Task statement:
Everything in the listing must be repeated exactly, apart from the images.

Information supplied:
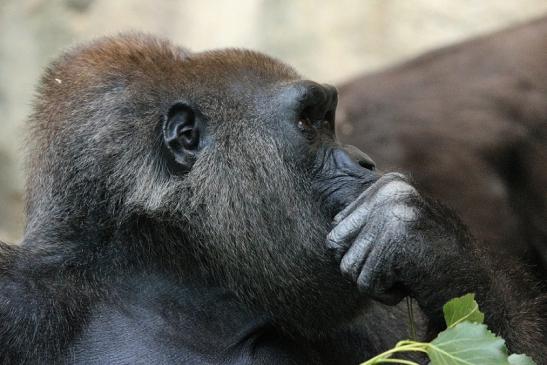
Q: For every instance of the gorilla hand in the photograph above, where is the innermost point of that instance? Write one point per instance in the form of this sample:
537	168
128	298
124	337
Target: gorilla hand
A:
392	242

Response to the exercise:
Q: For every instance of the gorilla hand in the photograph above, where is the innermost point of that instance? Write one point per instance in the form of this sample:
537	168
128	298
124	337
Target: gorilla hand
A:
392	242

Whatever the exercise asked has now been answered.